> **Problem requirements**
Revise the stretch from "The Key Steps" through "of organoid resources." in the passage on quality control of tumor organoids, swapping "traceability" for "tracking".

The Key Steps and Technical Approaches for QC of Tumor Organoids
The construction of organoids not only requires compliance and traceability of biological specimens, but also requires comprehensive lifecycle management encompassing sample collection, reception, processing, QC, cryopreservation, and resuscitation. The establishment of tumor organoid living biobanks requires a stringent QC system, 20 which is essential for guaranteeing the accuracy and reliability of research data, facilitating precision clinical decision-making, standardizing biobanking protocols, and ensuring the sustainable utilization of organoid resources.
QC in tissue sample collection, preservation, and transportation
The quality of tissue specimens directly determines the success rate of organoid culture. Therefore, standardized protocols for sample collection, preservation, and transportation are critical to ensure successful organoid establishment. Tumor tissue collection must strictly adhere to ethical guidelines, including obtaining fully informed patient consent and ensuring privacy protection.
The size and quality of the initial tumor specimen are critical determinants of successful organoid establishment. Larger specimens generally provide a higher initial cell count and viability, but they also carry a greater risk of central necrosis, which can compromise culture purity. Generally, surgical specimens should be at least the size of three soybeans, needle biopsies require a minimum of three needles, and endoscopic biopsies need at least six tissue fragments. Samples should be collected and transported on ice or at 2°C–8°C in specialized tissue preservation media to minimize ischemic stress and maintain cell viability. Strict avoidance of freeze–thaw cycles is critical for fresh tissue. While the use of fresh tissue is ideal for maximizing viability, it is noted that under specific and optimized cryopreservation protocols, the generation of viable organoids from frozen specimens has been reported in certain studies.21,22 However, the freezing process may introduce cellular differences and reduced drug response. However, whether this method is applicable to all cell types requires further validation. The choice of preservation method and solution—including commercially available options—should be optimized and validated by the laboratory and documented as part of the standard operating procedure.23,24
Rigorous aseptic technique is paramount during collection to inhibit microbial contamination. Existing research has demonstrated that the minimum amount of biopsy material plus the bacterial contaminations limited the success rate of organoid establishment to 74%. 25 Marinucci et al. 26 found that nonwashed colorectal carcinoma samples had a contamination rate of 62.5%, which decreased to 50% and 25% with phosphate-buffered saline (PBS) or penicillin/streptomycin-containing PBS, respectively. Although tumor tissues can retain viability for up to 72 hours in specialized preservation solutions under low-temperature conditions, it is strongly recommended to minimize this interval to prevent degradation of valuable samples. All transported specimens must be clearly labeled with essential identification information (e.g., tissue source, collection time) and matched with comprehensive clinical data. This information provides a crucial reference value for organoid construction and subsequent applications.

Collection entries
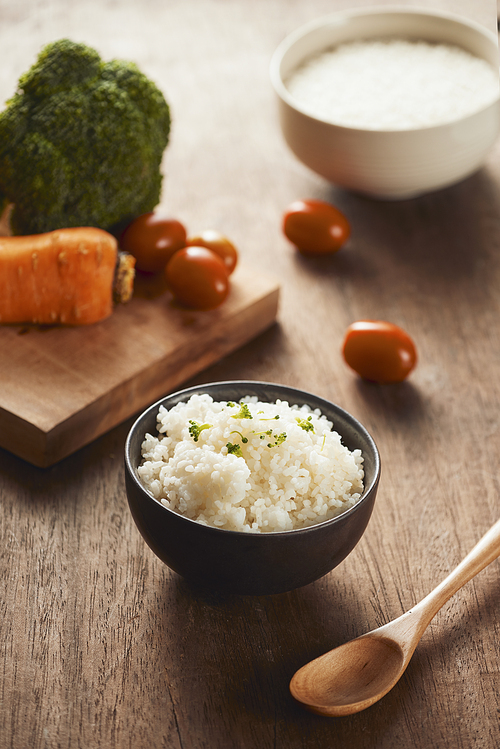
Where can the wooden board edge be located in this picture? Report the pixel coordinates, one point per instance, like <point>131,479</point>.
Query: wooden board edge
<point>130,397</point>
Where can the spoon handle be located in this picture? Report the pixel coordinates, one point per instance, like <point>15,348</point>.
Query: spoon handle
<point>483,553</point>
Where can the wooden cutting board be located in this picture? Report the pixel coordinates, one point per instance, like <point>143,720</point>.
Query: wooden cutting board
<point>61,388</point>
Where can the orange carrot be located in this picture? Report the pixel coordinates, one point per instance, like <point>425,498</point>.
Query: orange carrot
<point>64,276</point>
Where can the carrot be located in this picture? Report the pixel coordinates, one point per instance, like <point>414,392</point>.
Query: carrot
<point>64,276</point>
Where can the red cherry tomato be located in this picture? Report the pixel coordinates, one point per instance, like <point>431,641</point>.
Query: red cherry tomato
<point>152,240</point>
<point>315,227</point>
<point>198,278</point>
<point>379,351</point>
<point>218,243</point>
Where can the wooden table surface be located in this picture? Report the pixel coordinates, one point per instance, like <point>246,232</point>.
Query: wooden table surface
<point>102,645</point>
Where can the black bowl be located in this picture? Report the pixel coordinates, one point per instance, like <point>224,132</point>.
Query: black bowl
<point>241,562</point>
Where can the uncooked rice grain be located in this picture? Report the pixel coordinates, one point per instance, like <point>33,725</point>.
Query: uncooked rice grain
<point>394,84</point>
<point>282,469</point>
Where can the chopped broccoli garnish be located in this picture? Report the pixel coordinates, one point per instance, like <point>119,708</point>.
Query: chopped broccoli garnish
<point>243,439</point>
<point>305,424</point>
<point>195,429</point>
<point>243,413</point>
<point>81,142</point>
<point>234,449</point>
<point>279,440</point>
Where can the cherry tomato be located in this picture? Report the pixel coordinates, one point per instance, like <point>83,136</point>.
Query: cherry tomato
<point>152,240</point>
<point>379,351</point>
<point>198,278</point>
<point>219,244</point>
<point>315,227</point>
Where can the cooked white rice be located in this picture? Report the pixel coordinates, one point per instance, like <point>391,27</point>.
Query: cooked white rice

> **Finished task**
The Key Steps and Technical Approaches for QC of Tumor Organoids
The construction of organoids not only requires compliance and tracking of biological specimens, but also requires comprehensive lifecycle management encompassing sample collection, reception, processing, QC, cryopreservation, and resuscitation. The establishment of tumor organoid living biobanks requires a stringent QC system, 20 which is essential for guaranteeing the accuracy and reliability of research data, facilitating precision clinical decision-making, standardizing biobanking protocols, and ensuring the sustainable utilization of organoid resources.